[[ RECORDS PROVIDED, beginning ]]

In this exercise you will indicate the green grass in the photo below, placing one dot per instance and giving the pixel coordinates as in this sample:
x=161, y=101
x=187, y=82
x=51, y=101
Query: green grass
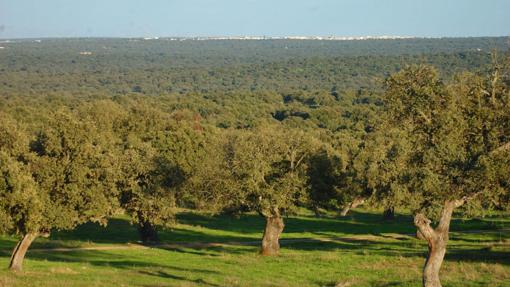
x=359, y=250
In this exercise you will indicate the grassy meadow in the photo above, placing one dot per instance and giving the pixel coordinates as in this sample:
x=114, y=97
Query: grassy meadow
x=358, y=250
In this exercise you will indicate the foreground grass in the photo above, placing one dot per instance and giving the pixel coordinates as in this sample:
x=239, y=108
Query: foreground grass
x=360, y=250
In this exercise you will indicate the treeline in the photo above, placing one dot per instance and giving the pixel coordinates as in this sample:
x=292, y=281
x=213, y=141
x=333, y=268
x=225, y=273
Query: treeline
x=419, y=143
x=118, y=67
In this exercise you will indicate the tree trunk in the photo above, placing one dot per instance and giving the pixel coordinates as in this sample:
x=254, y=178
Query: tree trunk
x=419, y=235
x=437, y=240
x=437, y=250
x=147, y=232
x=18, y=254
x=270, y=241
x=355, y=203
x=389, y=213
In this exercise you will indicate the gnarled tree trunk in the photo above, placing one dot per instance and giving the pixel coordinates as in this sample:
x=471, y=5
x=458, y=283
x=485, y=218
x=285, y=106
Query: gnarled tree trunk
x=355, y=203
x=148, y=232
x=18, y=254
x=270, y=241
x=437, y=240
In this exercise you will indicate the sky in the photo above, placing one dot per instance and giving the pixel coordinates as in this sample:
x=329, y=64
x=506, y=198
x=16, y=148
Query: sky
x=151, y=18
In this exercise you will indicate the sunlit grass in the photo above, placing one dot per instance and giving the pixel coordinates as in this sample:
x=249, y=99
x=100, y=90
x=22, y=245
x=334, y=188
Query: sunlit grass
x=359, y=250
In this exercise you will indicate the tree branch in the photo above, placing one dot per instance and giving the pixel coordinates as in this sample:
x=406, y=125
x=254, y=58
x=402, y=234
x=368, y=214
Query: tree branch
x=423, y=225
x=503, y=148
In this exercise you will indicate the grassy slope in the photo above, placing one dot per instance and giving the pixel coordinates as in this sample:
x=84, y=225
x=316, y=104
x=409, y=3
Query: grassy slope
x=362, y=250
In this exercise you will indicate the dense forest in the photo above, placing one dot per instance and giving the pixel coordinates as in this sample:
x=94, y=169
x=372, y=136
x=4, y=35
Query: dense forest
x=93, y=127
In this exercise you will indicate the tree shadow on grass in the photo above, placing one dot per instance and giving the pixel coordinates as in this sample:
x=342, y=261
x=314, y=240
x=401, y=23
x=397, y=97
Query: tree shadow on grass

[[ RECORDS PROVIDED, end ]]

--- WORK TO BE COMPLETED ---
Read the records above. Show each line that has the string "shadow".

--- TASK ANSWER ---
In this exercise you will indicate the tree shadow on grass in the photo above, placing one dot per instance and giving the pixel coordinates as in this sample:
Query: tree shadow on grass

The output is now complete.